Sunday, October 27, 2013

Renaissance Festival: 2013 Edition

Yesterday we took the family to the Charlotte Renaissance Festival for some trick or treating fun, and general shenanigans.

Especially the shenanigans.

We've been to the fest the last couple of years, so I'll spare you the details of the festival itself, and just cut to the pictures, except for this story:

Zeke carries a shark bucket to carry his halloween candy in.  Picture a grey bucket with a gaping shark mouth as the opening, and you'll get the general idea. Many folks commented on his bucket - it seemed to be a hit.

As we were walking around through the crowd, the bucket got jostled, and stuck on something.  When we looked closer we found that the leg of a passerby got stuck perfectly in the open mouth of the shark. Apparently Zeke's candy is safe and sound, and under the protection of an attack shark (I'll have to remember this before I raid his candy).

Later on in the day as we were walking out of the park one of the performers was walking past us.  She turned and looked at Zeke and exclaimed "You're the boy with the shark bucket!  I've heard about you!"  Apparently Zeke is now Renaissance Festival famous.

We all dressed up for the occaision.  My wife, +Debbie DeBaeremaeker went as Little Red Riding Hood, Zeke was a butterfly, and Abigail was a princess.
The festival is full of bards, mistrels, and other musical acts.  This group was singing sea shanties.
Apparently the Ren Fest is not an accurate recreation of days of yore, but is a fusion of many points across history.  It leads to some interesting scenes, like this one.
This happy little scavenger was part of a bird handling presentation.  Other birds were falcons, and owls, neither of which I managed to get good shots of, so you get this jaunty fellow.

Apparently vultures are nothing to fear as their beaks are often not sharp enough to break through skin, and their talons are neither sharp, nor strong enough to carry much more than a feather.
For me the day was most notable for hats.  I went as The Cat In The Hat(-ish), but I tried on several other top hats.  The steam punk looking at on the right came home with me.

Saturday, October 26, 2013


Today I found my 2500th geocache. To celebrate I bought a new car battery.

I was geocaching in a park, and my wife stayed back in the Geo-van Of Destiny with the napping kids.

I had walked the perimeter of the park and ended up at the main entrance, where I grabbed my milestone cache. I texted my wife to come pick me up (since she had to drive by the location anyway, it seemed logical for her to come to me, instead of me to her). When I did she told me the radio stopped working, and the car would not start. Looks like I was walking anyway.

 When I got back to the van I heard the tell-tale clicks of a dead battery. I needed a boost. A quick call to AAA to get some help, and an hour later, and I had a new car battery installed in the van (AAA guy ran some diagnostics and determined the battery was the issue.). We were back on the road. It was too late to keep caching, so we headed home.

I am just thankful the battery died where I had excellent cell coverage, and was close to a quick responding AAA mechanic.  I cache so often out of cell range, in out of the way places, it could easily have left me stranded for a long, long time.
******
## Questions to answer:
a) Answer these questions about the blog text:
(i) What did Abigail dress up as?
(ii) What kind of songs was the group of musicians singing?
(iii) Which numbered geocache did the writer find?
b) Copy the part of the blog text that opens with "I had walked" and closes with "we headed home.", and switch "wife" to "spouse".
******
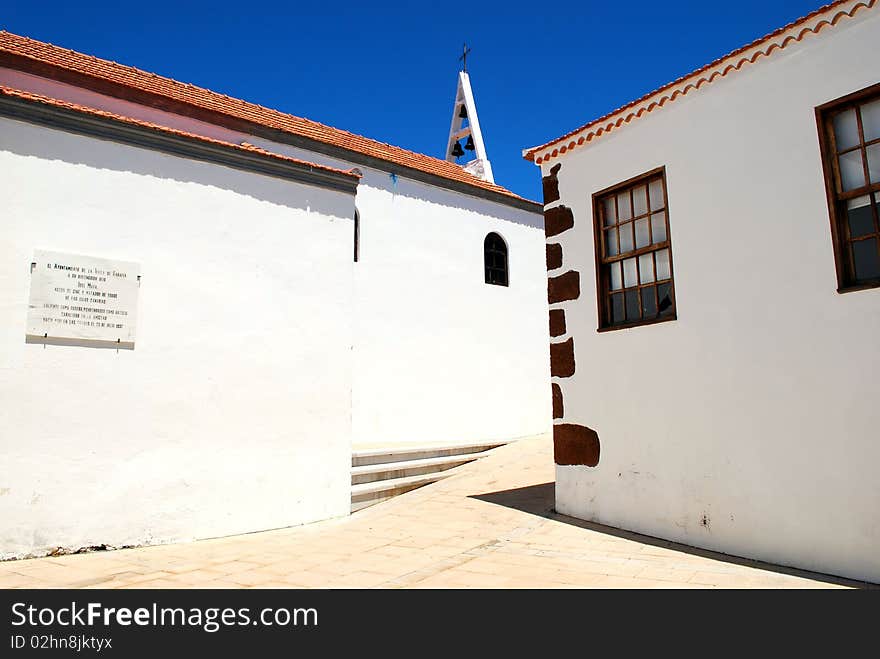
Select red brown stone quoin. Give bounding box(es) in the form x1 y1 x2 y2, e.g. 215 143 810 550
553 423 599 467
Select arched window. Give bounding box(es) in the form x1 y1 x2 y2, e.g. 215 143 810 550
354 208 361 263
483 233 507 286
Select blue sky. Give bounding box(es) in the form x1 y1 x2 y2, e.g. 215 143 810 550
0 0 822 200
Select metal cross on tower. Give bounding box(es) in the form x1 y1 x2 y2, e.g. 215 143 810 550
458 44 471 73
446 44 495 183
******
## Task solutions:
a)
(i) A princess
(ii) Sea shanties
(iii) The 2500th

b)
I had walked the perimeter of the park and ended up at the main entrance, where I grabbed my milestone cache. I texted my spouse to come pick me up (since she had to drive by the location anyway, it seemed logical for her to come to me, instead of me to her). When I did she told me the radio stopped working, and the car would not start. Looks like I was walking anyway.

 When I got back to the van I heard the tell-tale clicks of a dead battery. I needed a boost. A quick call to AAA to get some help, and an hour later, and I had a new car battery installed in the van (AAA guy ran some diagnostics and determined the battery was the issue.). We were back on the road. It was too late to keep caching, so we headed home.